Source data

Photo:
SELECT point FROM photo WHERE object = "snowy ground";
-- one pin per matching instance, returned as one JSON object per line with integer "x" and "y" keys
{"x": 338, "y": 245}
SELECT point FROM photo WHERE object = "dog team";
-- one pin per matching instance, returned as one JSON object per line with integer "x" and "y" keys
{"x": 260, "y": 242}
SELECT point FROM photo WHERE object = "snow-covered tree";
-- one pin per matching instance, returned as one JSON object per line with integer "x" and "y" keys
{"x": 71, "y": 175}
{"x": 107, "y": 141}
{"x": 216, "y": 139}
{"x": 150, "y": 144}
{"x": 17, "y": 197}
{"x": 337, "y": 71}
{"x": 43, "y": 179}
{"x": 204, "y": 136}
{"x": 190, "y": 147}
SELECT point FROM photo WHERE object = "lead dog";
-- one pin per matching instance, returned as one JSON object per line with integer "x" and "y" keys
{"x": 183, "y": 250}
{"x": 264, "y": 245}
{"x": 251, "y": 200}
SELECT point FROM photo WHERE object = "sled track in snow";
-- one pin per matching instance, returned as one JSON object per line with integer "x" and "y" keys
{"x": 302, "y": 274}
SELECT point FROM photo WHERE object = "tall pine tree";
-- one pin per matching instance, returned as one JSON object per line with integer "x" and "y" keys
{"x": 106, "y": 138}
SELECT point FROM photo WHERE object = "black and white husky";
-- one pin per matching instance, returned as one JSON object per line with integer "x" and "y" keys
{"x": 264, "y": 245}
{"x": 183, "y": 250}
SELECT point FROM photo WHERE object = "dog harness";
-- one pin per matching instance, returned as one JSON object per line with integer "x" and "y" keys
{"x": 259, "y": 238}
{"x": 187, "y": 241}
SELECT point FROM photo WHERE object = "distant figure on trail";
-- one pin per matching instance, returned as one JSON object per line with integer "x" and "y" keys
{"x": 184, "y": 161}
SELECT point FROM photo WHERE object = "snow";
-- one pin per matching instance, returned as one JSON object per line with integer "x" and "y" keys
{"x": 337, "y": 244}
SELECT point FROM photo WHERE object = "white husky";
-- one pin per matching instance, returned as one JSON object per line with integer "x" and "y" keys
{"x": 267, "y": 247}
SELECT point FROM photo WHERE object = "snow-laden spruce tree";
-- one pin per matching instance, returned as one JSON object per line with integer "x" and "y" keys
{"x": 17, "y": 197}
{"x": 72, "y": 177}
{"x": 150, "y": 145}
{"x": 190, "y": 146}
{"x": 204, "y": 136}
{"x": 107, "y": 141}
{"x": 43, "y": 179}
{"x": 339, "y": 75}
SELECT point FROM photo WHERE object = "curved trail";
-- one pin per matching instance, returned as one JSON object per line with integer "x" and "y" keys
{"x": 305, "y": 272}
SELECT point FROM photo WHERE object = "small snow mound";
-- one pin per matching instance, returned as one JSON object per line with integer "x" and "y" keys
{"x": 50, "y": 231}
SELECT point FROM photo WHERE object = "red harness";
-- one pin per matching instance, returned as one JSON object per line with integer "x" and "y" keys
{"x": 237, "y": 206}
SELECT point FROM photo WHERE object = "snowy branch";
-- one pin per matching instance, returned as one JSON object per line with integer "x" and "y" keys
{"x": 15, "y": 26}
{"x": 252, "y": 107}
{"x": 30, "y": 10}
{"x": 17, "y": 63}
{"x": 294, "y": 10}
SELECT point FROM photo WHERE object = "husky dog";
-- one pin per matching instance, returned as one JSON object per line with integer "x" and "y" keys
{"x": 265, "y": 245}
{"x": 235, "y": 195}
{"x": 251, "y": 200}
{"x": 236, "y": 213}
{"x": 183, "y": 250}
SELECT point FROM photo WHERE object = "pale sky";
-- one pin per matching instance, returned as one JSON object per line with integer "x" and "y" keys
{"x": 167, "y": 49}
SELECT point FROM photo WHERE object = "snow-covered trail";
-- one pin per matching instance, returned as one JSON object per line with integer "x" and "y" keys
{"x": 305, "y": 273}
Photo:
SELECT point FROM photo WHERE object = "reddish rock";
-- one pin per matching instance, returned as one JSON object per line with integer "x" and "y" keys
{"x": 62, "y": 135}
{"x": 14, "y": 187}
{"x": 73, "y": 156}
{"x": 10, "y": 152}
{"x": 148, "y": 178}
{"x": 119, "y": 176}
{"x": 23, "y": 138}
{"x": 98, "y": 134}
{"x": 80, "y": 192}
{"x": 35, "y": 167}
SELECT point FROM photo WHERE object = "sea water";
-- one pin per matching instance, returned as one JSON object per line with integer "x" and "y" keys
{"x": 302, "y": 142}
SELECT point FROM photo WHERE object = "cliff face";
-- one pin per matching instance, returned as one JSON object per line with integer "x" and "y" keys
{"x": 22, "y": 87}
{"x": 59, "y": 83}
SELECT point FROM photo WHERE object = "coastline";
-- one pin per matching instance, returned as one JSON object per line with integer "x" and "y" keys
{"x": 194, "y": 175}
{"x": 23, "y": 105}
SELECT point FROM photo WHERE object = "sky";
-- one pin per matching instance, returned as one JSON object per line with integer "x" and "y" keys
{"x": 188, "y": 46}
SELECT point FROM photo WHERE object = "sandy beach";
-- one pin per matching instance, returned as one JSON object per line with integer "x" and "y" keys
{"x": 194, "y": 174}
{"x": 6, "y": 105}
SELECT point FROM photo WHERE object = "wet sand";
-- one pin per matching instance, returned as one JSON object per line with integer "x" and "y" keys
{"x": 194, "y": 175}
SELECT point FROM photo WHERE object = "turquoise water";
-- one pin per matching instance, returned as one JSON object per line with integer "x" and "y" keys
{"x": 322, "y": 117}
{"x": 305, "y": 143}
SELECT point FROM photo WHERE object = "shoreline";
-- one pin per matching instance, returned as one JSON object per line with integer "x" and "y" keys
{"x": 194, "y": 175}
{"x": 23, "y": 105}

▶ **Problem requirements**:
Copy out the full set of records precisely, leaving nothing out.

▶ **Solution to this task**:
Photo:
SELECT point FROM photo WHERE object = "snowy ground";
-- one pin per matching instance, returned as one JSON object per line with integer "x" and "y" keys
{"x": 338, "y": 245}
SELECT point FROM photo WHERE object = "dog team";
-- one pin per matching instance, returned as one JSON object per line with integer "x" and "y" keys
{"x": 260, "y": 242}
SELECT point FROM photo WHERE object = "snow-covered tree";
-- one pin per matching instance, returned as one JSON object per line with integer "x" and "y" keys
{"x": 71, "y": 175}
{"x": 107, "y": 141}
{"x": 216, "y": 139}
{"x": 150, "y": 144}
{"x": 17, "y": 197}
{"x": 337, "y": 71}
{"x": 43, "y": 179}
{"x": 204, "y": 136}
{"x": 190, "y": 147}
SELECT point FROM photo WHERE object = "lead dog";
-- one pin per matching instance, returned as one JSON object per line with integer "x" and "y" keys
{"x": 183, "y": 250}
{"x": 264, "y": 245}
{"x": 251, "y": 200}
SELECT point FROM photo WHERE object = "sled track in snow";
-- one pin per matching instance, returned as one JSON object per line with integer "x" and "y" keys
{"x": 302, "y": 274}
SELECT point FROM photo WHERE object = "tall pine tree";
-- one pin per matching instance, returned as one JSON object per line with integer "x" and "y" keys
{"x": 106, "y": 138}
SELECT point FROM photo WHERE object = "black and white husky";
-- one pin per matching instance, returned as one JSON object per line with integer "x" and "y" keys
{"x": 264, "y": 245}
{"x": 183, "y": 250}
SELECT point FROM photo WHERE object = "dog harness";
-- one pin per matching instance, returned as one JSON object per line with integer "x" and "y" keys
{"x": 259, "y": 238}
{"x": 187, "y": 241}
SELECT point FROM photo WHERE object = "distant figure on trail";
-- one pin per matching instance, returned as one JSON object per line with integer "x" and "y" keys
{"x": 184, "y": 161}
SELECT point FROM photo WHERE object = "snow";
-- one pin per matching instance, returned as one JSON object per line with integer "x" and "y" keys
{"x": 337, "y": 244}
SELECT point FROM photo WHERE object = "white husky";
-- one pin per matching instance, returned as one JSON object per line with integer "x" and "y" keys
{"x": 267, "y": 247}
SELECT point FROM photo WHERE object = "snow-laden spruce tree";
-- one pin per matching instance, returned as one JSON object per line with integer "x" and "y" keys
{"x": 17, "y": 197}
{"x": 72, "y": 177}
{"x": 150, "y": 145}
{"x": 190, "y": 146}
{"x": 204, "y": 136}
{"x": 107, "y": 141}
{"x": 43, "y": 179}
{"x": 339, "y": 75}
SELECT point FROM photo WHERE object = "curved trail";
-- one pin per matching instance, returned as one JSON object per line with integer "x" and "y" keys
{"x": 305, "y": 272}
SELECT point FROM photo WHERE object = "small snow mound";
-- one pin per matching instance, returned as one JSON object per line with integer "x" and "y" keys
{"x": 50, "y": 231}
SELECT point FROM photo WHERE object = "red harness";
-- one pin per matching instance, returned as one JSON object per line with integer "x" and "y" keys
{"x": 237, "y": 206}
SELECT point FROM photo WHERE object = "snowy branch";
-- one pin per matching instance, returned as one JSON object per line with integer "x" and "y" keys
{"x": 15, "y": 26}
{"x": 252, "y": 107}
{"x": 30, "y": 10}
{"x": 17, "y": 63}
{"x": 294, "y": 10}
SELECT point FROM photo WHERE object = "husky dog";
-- one pin per matching instance, returned as one JSON object per line with integer "x" and "y" keys
{"x": 265, "y": 245}
{"x": 235, "y": 195}
{"x": 251, "y": 200}
{"x": 236, "y": 213}
{"x": 183, "y": 250}
SELECT point FROM photo WHERE object = "pale sky";
-- one pin per matching instance, returned as one JSON object per line with integer "x" and "y" keys
{"x": 167, "y": 49}
SELECT point FROM photo WHERE object = "snow-covered trail";
-- one pin per matching instance, returned as one JSON object per line with integer "x" and "y" keys
{"x": 305, "y": 273}
Photo:
SELECT point FROM photo WHERE object = "reddish rock";
-- one pin per matching instance, returned as one JSON object per line with integer "x" and "y" keys
{"x": 62, "y": 135}
{"x": 14, "y": 187}
{"x": 73, "y": 156}
{"x": 10, "y": 152}
{"x": 148, "y": 178}
{"x": 119, "y": 176}
{"x": 23, "y": 138}
{"x": 98, "y": 134}
{"x": 80, "y": 192}
{"x": 35, "y": 167}
SELECT point FROM photo WHERE object = "sea water";
-- one pin per matching instance, returned as one JSON object per line with integer "x" and "y" keys
{"x": 302, "y": 142}
SELECT point FROM photo WHERE object = "cliff face";
-- one pin per matching instance, returned as one JSON object per line with integer "x" and "y" keys
{"x": 22, "y": 87}
{"x": 59, "y": 83}
SELECT point FROM photo WHERE object = "coastline";
-- one pin per matching instance, returned as one JSON object per line with integer "x" and "y" keys
{"x": 194, "y": 175}
{"x": 23, "y": 105}
SELECT point FROM photo WHERE object = "sky";
-- one pin per matching instance, returned as one JSON object per line with integer "x" and "y" keys
{"x": 188, "y": 46}
SELECT point FROM photo WHERE object = "sandy beach";
-- one pin per matching instance, returned as one JSON object per line with integer "x" and "y" keys
{"x": 194, "y": 174}
{"x": 6, "y": 105}
SELECT point FROM photo WHERE object = "wet sand";
-- one pin per matching instance, returned as one JSON object per line with integer "x" and "y" keys
{"x": 194, "y": 175}
SELECT point FROM photo WHERE object = "turquoise water";
-- one pin per matching instance, returned as one JSON object per line with integer "x" and "y" keys
{"x": 322, "y": 117}
{"x": 305, "y": 143}
SELECT point FROM photo WHERE object = "shoreline";
-- one pin per matching instance, returned as one JSON object per line with integer "x" and "y" keys
{"x": 194, "y": 175}
{"x": 23, "y": 105}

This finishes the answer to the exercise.